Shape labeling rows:

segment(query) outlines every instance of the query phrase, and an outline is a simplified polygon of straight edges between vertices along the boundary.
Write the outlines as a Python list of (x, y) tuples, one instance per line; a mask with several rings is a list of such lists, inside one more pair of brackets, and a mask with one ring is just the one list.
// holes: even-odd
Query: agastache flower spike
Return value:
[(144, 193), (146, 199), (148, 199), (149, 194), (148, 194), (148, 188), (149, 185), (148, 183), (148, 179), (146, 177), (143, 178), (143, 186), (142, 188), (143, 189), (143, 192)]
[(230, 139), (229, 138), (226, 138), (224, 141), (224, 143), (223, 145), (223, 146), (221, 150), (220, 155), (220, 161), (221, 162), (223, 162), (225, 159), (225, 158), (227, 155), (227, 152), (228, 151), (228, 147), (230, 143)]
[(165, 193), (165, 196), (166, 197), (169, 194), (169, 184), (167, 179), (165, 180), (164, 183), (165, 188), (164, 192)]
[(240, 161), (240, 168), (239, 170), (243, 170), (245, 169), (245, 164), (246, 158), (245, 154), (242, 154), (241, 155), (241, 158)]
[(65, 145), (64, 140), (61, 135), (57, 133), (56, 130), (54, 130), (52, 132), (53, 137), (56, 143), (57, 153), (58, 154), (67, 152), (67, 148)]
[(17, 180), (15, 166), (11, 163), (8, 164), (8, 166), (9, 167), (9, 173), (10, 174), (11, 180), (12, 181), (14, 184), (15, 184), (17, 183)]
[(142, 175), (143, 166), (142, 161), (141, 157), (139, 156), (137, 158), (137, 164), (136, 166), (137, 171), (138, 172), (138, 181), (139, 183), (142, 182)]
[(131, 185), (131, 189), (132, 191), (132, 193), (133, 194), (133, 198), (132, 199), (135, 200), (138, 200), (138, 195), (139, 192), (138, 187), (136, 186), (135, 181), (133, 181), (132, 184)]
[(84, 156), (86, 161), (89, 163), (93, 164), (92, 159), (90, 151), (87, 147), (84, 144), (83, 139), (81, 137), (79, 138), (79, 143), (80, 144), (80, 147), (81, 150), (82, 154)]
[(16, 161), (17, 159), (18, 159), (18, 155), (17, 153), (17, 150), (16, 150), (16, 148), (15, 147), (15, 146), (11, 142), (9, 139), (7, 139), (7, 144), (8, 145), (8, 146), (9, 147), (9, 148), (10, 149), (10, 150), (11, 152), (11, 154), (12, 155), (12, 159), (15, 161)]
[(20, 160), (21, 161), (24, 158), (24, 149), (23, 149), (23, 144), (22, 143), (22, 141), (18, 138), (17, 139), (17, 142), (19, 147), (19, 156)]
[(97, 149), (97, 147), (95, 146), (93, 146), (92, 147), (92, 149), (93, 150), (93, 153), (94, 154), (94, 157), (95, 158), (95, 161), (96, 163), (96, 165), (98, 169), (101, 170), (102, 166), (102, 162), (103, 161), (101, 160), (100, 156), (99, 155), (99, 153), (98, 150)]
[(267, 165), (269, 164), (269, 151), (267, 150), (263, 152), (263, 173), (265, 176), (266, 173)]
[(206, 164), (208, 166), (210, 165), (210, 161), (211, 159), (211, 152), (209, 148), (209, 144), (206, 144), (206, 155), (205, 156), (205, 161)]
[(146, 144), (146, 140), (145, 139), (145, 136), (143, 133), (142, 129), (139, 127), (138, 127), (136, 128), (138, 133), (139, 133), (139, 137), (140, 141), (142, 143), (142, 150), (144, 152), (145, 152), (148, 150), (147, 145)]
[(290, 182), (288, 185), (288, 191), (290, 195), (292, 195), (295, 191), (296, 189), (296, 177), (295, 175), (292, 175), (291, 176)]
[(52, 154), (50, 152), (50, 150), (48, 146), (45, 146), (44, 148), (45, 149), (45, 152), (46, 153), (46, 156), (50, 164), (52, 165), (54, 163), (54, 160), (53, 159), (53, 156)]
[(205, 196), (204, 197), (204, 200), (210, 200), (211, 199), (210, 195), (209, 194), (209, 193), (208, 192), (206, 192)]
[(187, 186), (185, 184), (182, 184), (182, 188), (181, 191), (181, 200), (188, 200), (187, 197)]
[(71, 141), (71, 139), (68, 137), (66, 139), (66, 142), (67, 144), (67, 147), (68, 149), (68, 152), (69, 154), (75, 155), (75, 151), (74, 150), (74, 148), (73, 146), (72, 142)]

**Directions for this task:** Can you copy out, character for character, the rows from their very first line through the line that contains "159), (15, 161)]", with both of those lines included?

**Solution for this exercise:**
segment(query) outlines every instance of the query phrase, and an outline is a simplified polygon of straight edges between vertices along the boundary.
Write the outlines as a Python list of (x, y) tuples, one instance per line; a mask with several rings is a list of such lists, inside one more pair of brackets, and a mask with one ring is just the one list.
// holes: even-odd
Query: agastache flower spike
Return value:
[(144, 193), (146, 199), (148, 199), (149, 194), (148, 194), (148, 188), (149, 185), (148, 183), (148, 179), (146, 177), (143, 178), (143, 186), (142, 188), (143, 189), (143, 192)]
[(230, 139), (229, 138), (226, 138), (224, 141), (224, 143), (223, 145), (223, 146), (221, 150), (220, 155), (220, 161), (221, 162), (223, 162), (225, 159), (225, 158), (227, 155), (227, 152), (228, 151), (228, 147), (230, 143)]
[(165, 193), (165, 196), (166, 197), (169, 194), (169, 184), (167, 179), (165, 180), (164, 183), (165, 188), (164, 192)]
[(240, 161), (240, 168), (239, 170), (243, 170), (245, 169), (245, 164), (246, 158), (245, 154), (242, 154), (241, 155), (241, 158)]
[(65, 145), (64, 140), (61, 135), (57, 133), (56, 130), (54, 130), (52, 132), (53, 137), (56, 143), (57, 153), (58, 154), (67, 152), (67, 148)]
[(17, 180), (15, 166), (11, 163), (8, 164), (8, 166), (9, 167), (9, 173), (10, 174), (11, 180), (12, 181), (14, 184), (15, 184), (17, 183)]
[(142, 175), (143, 166), (142, 161), (141, 157), (139, 156), (137, 158), (137, 164), (136, 166), (137, 171), (138, 172), (138, 181), (139, 183), (142, 182)]
[(131, 185), (131, 189), (132, 191), (132, 193), (133, 194), (133, 198), (132, 199), (135, 200), (138, 200), (138, 195), (139, 192), (138, 187), (136, 186), (135, 181), (133, 181), (132, 184)]
[(84, 156), (86, 161), (89, 163), (93, 164), (92, 159), (90, 151), (87, 147), (84, 144), (83, 139), (81, 137), (79, 138), (79, 143), (80, 144), (80, 147), (81, 150), (82, 154)]
[(16, 161), (17, 159), (18, 159), (18, 155), (17, 153), (17, 150), (16, 150), (16, 148), (15, 147), (15, 146), (11, 142), (9, 139), (7, 139), (7, 144), (8, 145), (8, 146), (9, 147), (9, 148), (10, 149), (10, 150), (11, 152), (11, 154), (12, 155), (12, 159), (15, 161)]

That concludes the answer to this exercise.